Particle.news

Download on the App Store

OpenAI Releases GDPval Work Benchmark as Claude Leads Early Results

OpenAI frames the 44-occupation test as evidence to guide workplace use, noting narrow scope plus human-provided materials.

Overview

  • GDPval evaluates 220 realistic tasks drawn with industry professionals and uses blind reviews by expert graders to compare AI outputs with human examples.
  • Anthropic’s Claude Opus 4.1 posted the highest win or tie rate at 47.6%, GPT-5-high scored 38.8%, and GPT-4o trailed at 12.4% in head-to-head grading against human deliverables.
  • Performance varied by role, with strong results on software development and clerical tasks and weak results for industrial engineers, pharmacists, video editors, and audio/video technicians.

EXCERPTED DATA:

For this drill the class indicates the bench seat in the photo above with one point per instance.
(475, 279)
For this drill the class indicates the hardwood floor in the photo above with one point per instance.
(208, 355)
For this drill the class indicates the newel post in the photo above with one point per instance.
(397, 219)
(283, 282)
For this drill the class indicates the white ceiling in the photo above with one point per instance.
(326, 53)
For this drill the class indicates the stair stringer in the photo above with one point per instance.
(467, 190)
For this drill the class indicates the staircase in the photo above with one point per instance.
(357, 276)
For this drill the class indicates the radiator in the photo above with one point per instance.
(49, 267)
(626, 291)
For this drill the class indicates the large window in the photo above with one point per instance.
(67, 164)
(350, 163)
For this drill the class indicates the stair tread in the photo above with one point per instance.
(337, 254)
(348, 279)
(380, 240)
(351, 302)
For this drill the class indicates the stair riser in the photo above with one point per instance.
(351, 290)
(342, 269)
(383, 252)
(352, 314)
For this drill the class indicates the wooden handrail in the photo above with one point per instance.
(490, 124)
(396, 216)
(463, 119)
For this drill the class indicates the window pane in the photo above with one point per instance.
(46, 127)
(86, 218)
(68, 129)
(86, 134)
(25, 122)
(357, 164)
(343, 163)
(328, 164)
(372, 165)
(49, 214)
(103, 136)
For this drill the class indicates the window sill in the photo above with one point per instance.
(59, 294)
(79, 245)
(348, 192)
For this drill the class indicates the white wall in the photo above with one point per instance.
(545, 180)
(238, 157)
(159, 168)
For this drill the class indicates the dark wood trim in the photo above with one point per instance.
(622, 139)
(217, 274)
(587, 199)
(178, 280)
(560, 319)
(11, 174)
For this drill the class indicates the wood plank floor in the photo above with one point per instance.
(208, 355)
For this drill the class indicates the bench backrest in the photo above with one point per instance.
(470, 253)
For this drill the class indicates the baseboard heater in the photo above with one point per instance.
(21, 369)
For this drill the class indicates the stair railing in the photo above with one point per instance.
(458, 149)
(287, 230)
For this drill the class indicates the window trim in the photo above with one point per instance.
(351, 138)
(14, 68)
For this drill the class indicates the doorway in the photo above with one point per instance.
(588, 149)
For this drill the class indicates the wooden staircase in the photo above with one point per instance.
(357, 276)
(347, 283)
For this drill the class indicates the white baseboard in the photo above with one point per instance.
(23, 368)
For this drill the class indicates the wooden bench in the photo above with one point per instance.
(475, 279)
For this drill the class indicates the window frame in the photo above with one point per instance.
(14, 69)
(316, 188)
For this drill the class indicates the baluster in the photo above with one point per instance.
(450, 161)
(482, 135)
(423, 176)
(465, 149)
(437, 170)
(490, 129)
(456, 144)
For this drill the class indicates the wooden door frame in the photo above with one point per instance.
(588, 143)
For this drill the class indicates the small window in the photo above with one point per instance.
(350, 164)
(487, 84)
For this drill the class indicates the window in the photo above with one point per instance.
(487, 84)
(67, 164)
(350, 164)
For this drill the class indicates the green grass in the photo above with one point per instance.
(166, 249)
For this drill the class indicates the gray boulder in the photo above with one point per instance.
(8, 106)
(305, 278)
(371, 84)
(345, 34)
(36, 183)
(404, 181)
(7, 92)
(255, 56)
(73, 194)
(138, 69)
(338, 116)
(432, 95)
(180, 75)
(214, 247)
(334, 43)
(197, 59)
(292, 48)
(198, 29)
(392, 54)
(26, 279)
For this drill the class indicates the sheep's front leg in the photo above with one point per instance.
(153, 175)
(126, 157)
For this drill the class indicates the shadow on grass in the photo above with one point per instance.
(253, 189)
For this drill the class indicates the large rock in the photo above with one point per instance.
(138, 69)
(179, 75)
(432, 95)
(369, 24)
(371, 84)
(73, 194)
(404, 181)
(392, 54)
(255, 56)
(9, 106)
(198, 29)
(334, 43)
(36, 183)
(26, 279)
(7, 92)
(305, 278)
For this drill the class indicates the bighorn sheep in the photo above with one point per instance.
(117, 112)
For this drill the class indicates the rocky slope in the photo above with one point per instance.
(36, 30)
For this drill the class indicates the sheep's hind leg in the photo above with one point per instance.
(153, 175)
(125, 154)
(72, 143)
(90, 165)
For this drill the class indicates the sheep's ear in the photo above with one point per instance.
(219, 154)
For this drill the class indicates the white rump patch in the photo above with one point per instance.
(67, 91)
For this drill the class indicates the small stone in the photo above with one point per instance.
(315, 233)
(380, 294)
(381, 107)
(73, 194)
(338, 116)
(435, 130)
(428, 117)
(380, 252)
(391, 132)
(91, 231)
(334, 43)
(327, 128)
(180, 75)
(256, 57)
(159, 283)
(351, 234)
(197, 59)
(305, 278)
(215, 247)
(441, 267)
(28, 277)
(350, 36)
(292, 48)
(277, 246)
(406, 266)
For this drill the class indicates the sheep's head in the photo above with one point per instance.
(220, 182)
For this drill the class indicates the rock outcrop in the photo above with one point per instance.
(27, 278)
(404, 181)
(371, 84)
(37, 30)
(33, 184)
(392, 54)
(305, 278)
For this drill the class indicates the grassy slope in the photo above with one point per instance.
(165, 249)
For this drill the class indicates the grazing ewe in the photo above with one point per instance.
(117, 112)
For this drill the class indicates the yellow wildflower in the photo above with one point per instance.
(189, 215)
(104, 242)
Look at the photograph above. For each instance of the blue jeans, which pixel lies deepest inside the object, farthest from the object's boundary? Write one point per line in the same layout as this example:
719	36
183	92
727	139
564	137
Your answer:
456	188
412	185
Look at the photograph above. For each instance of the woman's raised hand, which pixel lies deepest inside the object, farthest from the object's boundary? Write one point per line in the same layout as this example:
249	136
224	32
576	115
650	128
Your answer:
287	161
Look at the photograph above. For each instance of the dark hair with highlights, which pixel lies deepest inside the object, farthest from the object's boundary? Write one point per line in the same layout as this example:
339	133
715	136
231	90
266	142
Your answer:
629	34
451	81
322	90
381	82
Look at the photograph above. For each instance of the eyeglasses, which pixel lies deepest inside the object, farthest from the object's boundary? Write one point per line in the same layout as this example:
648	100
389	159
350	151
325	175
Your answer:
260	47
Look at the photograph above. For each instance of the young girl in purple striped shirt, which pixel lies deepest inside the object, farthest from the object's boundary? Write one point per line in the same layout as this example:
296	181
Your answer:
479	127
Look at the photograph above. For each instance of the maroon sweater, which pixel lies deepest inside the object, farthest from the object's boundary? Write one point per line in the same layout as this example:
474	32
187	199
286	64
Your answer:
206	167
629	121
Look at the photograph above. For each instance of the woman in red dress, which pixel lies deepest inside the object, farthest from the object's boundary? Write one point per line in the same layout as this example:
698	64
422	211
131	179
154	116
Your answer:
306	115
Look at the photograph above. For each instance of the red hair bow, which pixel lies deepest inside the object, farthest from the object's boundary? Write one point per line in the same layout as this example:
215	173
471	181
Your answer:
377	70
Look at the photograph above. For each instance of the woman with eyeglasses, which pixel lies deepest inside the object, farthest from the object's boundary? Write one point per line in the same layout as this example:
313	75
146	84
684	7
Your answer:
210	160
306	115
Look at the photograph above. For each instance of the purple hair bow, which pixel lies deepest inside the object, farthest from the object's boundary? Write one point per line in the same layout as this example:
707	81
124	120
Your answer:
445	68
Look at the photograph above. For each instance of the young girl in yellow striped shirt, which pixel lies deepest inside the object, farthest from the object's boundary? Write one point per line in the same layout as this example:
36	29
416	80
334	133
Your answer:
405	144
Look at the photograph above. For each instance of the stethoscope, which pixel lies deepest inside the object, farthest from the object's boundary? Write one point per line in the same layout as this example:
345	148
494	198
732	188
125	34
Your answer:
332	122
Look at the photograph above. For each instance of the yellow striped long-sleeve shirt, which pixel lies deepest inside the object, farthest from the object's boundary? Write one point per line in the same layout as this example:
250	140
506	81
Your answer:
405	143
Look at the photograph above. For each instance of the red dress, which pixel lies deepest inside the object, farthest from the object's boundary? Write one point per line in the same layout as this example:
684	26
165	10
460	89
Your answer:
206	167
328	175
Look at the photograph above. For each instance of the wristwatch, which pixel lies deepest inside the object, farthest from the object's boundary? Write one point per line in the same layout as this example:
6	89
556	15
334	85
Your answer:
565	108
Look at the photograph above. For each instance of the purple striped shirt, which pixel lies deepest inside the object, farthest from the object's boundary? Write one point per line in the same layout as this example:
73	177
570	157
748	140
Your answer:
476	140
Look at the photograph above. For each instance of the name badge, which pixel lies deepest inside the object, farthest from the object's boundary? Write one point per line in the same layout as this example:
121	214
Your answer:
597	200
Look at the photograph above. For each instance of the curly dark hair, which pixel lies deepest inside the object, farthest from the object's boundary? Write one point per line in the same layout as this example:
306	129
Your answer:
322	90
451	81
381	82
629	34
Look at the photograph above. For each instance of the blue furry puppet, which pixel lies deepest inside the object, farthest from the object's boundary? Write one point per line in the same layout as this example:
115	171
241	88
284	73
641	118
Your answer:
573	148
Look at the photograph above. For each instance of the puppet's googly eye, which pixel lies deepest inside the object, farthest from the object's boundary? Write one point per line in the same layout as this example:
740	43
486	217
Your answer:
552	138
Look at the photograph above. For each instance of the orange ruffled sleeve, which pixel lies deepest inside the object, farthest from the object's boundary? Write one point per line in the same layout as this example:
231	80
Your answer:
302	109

TASK 1: Reproduce the passage of the GDPval news article above between "OpenAI frames the" and "against human deliverables.", inclusive.
TASK 2: Write what comes next in the news article on OpenAI's GDPval benchmark, starting after its final sentence.

YOUR RESPONSE 1:
OpenAI frames the 44-occupation test as evidence to guide workplace use, noting narrow scope plus human-provided materials.

Overview

  • GDPval evaluates 220 realistic tasks drawn with industry professionals and uses blind reviews by expert graders to compare AI outputs with human examples.
  • Anthropic’s Claude Opus 4.1 posted the highest win or tie rate at 47.6%, GPT-5-high scored 38.8%, and GPT-4o trailed at 12.4% in head-to-head grading against human deliverables.

YOUR RESPONSE 2:
  • Task-level highlights included Claude’s 81% win or tie rate for counter and rental clerks and 76% for shipping and inventory clerks, versus 17% for industrial engineers and film/video editors and 2% for audio/video technicians.
  • OpenAI says models can complete these tasks roughly 100 times faster and cheaper than experts, while cautioning that the benchmark is small, focused on computer-based work, and relies on background materials prepared by humans; outside coverage urges careful interpretation due to hallucinations and mixed real-world ROI.